• WORK TO BE COMPLETED
All lines in the records that carry the string "cushion" are to be shown.

Dataset records

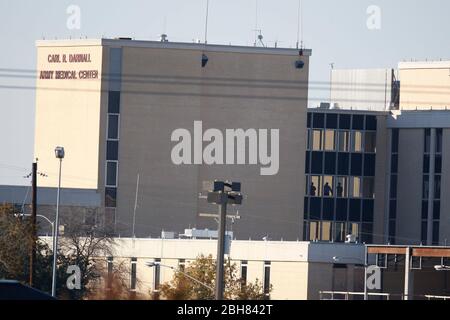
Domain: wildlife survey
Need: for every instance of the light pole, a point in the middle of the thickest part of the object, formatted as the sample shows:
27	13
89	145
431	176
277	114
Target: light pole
59	153
155	264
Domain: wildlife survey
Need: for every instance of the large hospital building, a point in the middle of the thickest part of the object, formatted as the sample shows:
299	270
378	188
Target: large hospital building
144	123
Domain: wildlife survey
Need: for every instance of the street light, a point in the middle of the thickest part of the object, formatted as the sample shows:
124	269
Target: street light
155	264
59	153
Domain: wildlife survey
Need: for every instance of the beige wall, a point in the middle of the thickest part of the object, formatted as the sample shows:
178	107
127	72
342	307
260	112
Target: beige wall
68	115
424	85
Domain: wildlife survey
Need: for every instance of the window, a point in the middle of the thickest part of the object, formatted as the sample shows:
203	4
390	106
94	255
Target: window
355	187
111	174
427	140
371	123
438	140
315	188
356	143
317	162
355	210
133	273
317	140
369	165
110	197
267	279
341	210
370	142
356	164
113	126
327	186
343	141
112	150
341	187
318	120
395	139
330	140
343	164
330	163
244	267
358	122
368	188
331	121
114	102
344	121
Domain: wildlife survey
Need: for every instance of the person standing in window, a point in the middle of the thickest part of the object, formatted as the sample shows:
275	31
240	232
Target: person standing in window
327	191
339	190
313	189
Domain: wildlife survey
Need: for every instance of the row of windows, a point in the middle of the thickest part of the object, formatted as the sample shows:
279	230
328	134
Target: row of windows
345	164
340	187
337	231
343	141
319	120
354	210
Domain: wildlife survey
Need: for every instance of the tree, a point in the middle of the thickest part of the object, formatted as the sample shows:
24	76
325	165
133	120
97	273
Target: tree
204	270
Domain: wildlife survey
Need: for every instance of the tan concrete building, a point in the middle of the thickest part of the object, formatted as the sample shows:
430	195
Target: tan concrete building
116	105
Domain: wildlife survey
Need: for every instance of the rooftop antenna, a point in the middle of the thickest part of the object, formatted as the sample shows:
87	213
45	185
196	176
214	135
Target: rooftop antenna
206	22
256	23
300	25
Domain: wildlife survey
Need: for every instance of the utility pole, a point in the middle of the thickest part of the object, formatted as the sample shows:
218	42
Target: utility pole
33	224
221	249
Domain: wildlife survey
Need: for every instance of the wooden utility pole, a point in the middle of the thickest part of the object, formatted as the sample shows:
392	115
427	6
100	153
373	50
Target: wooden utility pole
33	224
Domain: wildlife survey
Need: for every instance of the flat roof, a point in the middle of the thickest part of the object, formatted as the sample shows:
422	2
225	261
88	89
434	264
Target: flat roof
120	42
424	65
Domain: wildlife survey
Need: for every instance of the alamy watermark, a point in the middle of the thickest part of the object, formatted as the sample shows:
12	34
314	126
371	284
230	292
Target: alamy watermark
230	147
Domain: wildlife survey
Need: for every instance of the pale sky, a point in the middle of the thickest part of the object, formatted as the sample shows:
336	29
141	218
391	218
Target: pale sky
335	30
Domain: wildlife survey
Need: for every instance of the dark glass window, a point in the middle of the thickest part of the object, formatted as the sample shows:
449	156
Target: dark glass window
369	165
341	210
111	173
392	209
393	187
113	126
438	140
427	140
331	121
436	233
318	120
306	208
317	163
114	102
358	122
438	164
112	150
436	210
110	197
395	139
328	209
330	163
424	209
368	208
315	205
356	164
424	231
307	169
355	210
426	163
394	163
343	164
344	121
437	187
371	123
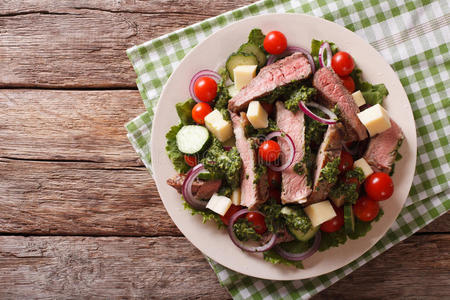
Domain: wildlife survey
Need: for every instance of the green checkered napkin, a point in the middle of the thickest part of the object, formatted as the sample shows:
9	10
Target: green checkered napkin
411	36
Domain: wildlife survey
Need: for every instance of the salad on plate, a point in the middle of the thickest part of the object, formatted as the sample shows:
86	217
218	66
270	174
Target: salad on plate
289	149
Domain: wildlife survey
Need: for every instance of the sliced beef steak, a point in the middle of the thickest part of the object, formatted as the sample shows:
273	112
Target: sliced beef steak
329	150
333	92
252	193
200	189
284	71
383	148
295	188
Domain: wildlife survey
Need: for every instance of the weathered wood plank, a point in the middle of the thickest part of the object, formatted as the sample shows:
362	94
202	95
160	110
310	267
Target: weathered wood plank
79	199
106	268
168	267
83	43
68	125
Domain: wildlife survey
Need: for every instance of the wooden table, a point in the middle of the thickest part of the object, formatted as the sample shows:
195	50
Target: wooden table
79	214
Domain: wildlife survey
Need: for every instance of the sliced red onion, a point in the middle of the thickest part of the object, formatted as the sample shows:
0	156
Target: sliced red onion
300	256
289	157
267	246
203	73
332	115
290	50
187	187
325	47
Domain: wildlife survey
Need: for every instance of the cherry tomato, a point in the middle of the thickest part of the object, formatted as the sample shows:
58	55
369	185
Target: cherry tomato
205	88
191	160
336	223
200	111
342	63
275	194
366	209
275	42
346	162
269	151
274	179
268	107
379	186
258	222
233	209
348	83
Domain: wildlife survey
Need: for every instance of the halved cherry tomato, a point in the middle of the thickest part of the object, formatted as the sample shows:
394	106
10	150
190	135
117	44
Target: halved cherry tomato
366	209
342	63
269	151
233	209
348	83
346	161
274	179
205	88
200	111
379	186
258	222
191	160
275	194
268	107
336	223
275	42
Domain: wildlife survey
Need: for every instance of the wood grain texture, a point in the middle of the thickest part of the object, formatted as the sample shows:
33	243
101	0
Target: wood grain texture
104	268
82	43
68	125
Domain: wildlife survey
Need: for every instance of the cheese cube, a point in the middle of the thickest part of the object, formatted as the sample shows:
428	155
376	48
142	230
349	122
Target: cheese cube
236	196
243	75
219	204
218	126
232	90
359	98
257	115
362	163
320	212
376	119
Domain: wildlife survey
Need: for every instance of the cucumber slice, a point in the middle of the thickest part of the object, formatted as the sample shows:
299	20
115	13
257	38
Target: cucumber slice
192	139
349	218
250	48
301	236
239	59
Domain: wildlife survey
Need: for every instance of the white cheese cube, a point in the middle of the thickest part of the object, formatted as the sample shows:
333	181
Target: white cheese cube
215	123
359	98
236	196
320	212
257	115
219	204
376	119
232	90
362	163
243	75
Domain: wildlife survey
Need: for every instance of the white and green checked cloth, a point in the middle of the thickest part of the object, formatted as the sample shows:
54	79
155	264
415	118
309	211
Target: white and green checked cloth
412	36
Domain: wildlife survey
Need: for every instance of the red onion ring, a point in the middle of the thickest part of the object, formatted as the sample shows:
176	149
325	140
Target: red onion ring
267	246
203	73
332	115
323	47
290	50
187	188
291	145
300	256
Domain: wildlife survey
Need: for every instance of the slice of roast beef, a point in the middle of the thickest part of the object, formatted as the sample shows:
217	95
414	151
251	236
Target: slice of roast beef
201	189
295	188
284	71
383	148
333	92
329	150
252	193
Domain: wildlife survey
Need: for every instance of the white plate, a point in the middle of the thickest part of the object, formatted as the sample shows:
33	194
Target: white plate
211	54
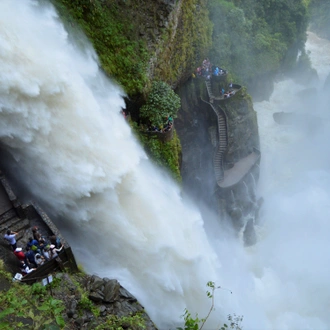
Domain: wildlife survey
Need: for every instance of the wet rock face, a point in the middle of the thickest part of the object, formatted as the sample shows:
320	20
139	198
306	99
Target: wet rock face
196	129
106	295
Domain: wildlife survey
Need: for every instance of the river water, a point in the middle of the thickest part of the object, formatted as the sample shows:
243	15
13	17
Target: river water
126	219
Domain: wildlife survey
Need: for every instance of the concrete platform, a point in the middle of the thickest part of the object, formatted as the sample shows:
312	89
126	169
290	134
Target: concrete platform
239	170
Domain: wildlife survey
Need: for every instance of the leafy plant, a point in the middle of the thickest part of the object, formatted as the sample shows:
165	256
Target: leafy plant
162	102
196	323
133	322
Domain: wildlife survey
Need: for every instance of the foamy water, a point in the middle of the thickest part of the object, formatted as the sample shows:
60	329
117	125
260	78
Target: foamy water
60	119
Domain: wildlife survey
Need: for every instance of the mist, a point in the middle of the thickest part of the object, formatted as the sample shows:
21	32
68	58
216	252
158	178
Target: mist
74	153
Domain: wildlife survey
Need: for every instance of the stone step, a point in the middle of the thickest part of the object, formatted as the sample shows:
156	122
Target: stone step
7	216
16	225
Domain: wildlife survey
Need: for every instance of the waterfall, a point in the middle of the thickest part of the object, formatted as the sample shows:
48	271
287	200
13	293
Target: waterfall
126	219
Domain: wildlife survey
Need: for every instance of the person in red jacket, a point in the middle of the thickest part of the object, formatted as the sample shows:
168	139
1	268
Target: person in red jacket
20	254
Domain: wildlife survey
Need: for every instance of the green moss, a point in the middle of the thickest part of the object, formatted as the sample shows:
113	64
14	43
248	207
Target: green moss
123	55
182	52
167	155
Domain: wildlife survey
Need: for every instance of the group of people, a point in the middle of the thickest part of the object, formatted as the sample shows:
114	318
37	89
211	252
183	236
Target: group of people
229	93
207	69
38	250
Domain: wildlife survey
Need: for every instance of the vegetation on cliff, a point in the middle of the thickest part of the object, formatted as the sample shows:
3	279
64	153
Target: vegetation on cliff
320	17
251	38
62	304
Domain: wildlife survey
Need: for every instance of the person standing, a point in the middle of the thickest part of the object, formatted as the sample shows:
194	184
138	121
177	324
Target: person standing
10	236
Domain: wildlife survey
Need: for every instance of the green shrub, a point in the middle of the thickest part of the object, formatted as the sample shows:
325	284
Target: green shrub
162	102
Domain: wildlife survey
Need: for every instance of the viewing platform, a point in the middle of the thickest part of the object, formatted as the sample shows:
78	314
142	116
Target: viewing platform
21	219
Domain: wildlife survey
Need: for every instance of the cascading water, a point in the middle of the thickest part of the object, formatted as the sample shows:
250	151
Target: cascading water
61	122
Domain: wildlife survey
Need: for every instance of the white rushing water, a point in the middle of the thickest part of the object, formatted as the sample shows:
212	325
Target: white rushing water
61	121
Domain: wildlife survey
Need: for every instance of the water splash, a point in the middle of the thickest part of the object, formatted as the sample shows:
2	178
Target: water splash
61	121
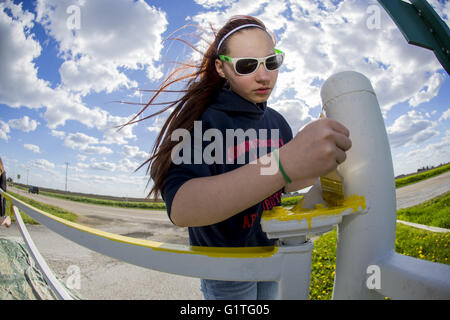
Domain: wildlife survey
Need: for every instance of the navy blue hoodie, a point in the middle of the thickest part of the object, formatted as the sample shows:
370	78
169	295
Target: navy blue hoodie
231	111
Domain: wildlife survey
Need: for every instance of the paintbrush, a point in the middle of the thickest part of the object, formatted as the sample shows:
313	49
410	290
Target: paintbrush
332	191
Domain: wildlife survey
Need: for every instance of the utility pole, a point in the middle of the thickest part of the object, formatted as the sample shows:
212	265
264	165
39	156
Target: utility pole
67	167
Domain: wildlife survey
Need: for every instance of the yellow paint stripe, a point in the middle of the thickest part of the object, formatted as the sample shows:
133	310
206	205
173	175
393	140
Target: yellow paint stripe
215	252
355	203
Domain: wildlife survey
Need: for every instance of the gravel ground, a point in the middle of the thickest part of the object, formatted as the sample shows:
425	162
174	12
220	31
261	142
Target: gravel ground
105	278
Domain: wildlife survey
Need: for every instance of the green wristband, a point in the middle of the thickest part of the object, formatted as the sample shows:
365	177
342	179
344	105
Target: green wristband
285	176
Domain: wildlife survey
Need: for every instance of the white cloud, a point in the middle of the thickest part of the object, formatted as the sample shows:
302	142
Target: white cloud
4	130
410	128
95	58
112	134
321	38
430	90
32	147
24	124
82	142
41	164
127	165
135	153
295	112
95	52
58	134
445	115
104	166
158	123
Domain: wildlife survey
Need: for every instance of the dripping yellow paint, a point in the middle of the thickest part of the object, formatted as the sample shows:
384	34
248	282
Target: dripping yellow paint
298	212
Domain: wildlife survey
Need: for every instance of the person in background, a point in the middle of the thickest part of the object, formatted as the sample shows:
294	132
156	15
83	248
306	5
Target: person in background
4	220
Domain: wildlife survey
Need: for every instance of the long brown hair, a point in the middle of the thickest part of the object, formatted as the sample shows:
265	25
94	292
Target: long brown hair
204	84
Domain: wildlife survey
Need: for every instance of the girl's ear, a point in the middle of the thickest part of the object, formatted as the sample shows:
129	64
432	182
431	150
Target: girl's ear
219	68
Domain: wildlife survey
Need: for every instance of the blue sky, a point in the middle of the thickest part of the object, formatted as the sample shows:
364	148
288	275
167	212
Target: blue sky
63	63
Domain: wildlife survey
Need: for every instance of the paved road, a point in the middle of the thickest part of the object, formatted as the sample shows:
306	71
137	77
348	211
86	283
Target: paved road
417	193
106	278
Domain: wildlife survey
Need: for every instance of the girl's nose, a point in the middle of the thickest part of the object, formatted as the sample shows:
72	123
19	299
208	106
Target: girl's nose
261	72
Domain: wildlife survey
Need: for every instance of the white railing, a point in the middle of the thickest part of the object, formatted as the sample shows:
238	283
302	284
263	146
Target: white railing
366	227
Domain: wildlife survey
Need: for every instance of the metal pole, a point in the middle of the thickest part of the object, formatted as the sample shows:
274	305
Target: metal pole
67	166
349	98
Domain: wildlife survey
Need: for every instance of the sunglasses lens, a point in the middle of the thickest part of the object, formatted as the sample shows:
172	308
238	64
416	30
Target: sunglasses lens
246	66
274	62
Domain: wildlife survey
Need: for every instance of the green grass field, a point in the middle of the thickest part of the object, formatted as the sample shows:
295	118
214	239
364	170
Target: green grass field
59	212
286	201
401	182
434	212
409	241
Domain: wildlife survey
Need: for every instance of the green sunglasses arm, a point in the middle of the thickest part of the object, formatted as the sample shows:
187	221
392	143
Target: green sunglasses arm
224	58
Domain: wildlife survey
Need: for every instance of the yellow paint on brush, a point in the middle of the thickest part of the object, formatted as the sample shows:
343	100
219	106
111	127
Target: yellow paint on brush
353	203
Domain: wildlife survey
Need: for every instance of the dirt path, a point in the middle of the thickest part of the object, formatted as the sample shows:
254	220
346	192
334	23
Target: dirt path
106	278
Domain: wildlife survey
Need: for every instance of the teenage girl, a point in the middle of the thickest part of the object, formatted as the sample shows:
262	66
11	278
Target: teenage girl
221	202
4	220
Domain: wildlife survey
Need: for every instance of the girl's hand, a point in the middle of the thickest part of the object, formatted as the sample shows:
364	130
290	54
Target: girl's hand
316	150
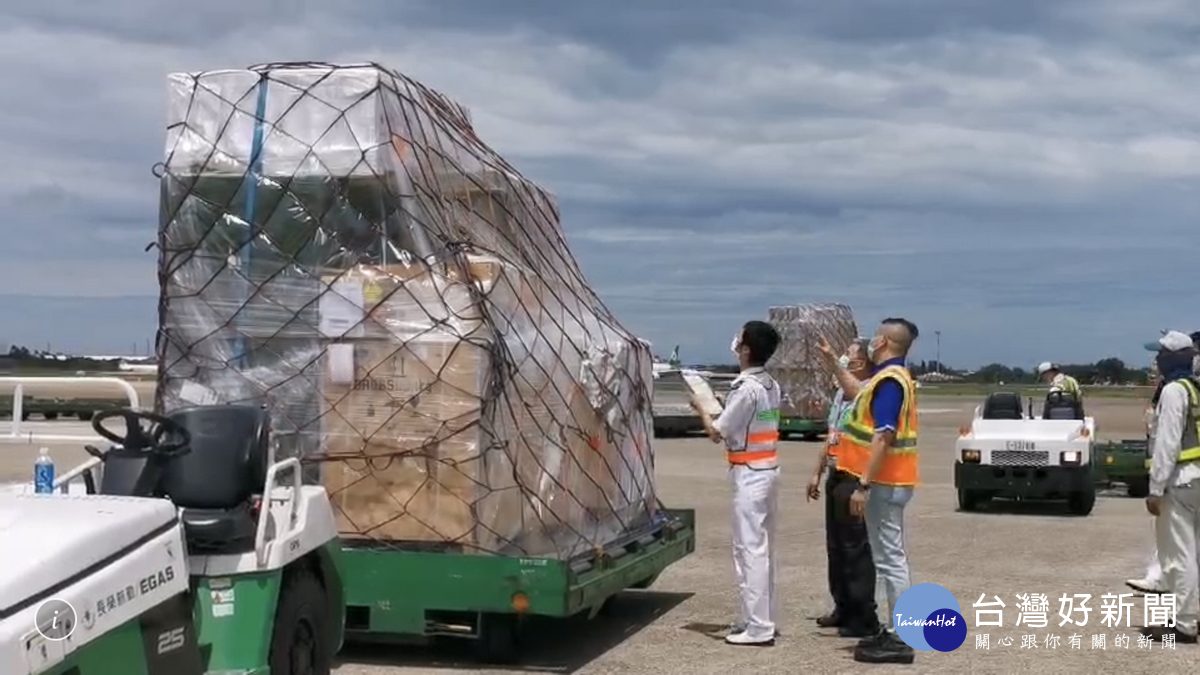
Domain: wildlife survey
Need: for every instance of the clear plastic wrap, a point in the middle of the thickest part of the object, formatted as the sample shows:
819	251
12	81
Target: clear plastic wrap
337	244
798	365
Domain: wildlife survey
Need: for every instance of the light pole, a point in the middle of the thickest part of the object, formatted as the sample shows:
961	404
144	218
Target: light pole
937	334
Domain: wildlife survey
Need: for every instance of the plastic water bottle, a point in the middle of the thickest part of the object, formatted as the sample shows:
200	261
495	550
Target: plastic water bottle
43	472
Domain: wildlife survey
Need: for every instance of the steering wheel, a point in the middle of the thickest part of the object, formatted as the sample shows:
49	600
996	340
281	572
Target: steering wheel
165	438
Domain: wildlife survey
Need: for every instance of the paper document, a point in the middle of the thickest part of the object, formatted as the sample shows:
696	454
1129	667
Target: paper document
703	393
342	309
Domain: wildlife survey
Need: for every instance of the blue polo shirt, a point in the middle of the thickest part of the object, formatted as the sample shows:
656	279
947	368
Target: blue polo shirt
887	400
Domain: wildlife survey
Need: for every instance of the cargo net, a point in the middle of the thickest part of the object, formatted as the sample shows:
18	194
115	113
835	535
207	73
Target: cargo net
339	246
798	365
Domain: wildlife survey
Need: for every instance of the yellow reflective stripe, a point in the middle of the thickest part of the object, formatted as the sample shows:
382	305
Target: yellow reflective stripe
1191	454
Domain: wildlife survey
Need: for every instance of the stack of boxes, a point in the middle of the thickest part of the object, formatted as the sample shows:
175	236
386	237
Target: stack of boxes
406	306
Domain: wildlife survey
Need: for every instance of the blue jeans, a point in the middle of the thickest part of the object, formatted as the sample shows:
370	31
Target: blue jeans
885	527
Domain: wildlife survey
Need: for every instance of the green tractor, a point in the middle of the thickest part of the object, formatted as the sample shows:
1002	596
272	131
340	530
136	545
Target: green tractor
193	555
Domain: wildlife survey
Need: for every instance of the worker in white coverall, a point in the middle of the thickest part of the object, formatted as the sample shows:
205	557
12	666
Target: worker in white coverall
1175	484
749	430
1152	581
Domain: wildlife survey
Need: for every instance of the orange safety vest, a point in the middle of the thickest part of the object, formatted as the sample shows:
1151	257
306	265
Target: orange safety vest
853	448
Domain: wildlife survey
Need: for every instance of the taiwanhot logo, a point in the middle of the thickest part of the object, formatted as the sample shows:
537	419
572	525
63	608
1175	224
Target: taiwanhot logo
928	617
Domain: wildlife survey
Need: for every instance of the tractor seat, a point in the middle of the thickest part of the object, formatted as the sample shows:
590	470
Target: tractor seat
1061	406
1002	405
216	483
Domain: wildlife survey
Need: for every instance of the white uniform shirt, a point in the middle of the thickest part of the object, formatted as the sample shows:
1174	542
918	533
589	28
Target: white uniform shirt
751	392
1168	431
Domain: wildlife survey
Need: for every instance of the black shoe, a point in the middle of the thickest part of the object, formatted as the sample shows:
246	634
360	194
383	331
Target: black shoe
873	639
829	621
889	649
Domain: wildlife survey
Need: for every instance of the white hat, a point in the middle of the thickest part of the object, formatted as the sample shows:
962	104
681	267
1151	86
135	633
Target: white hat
1171	341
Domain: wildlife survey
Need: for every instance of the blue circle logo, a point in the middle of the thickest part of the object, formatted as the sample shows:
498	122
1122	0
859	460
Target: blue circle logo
928	617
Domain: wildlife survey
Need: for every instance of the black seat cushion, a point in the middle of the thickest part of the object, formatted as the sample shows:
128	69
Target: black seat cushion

• WRITTEN RESPONSE
Need: for every instance of the black seat cushion, a point in the middle of the thickest part of the object, formatted as the sample shows:
Target: black seat cushion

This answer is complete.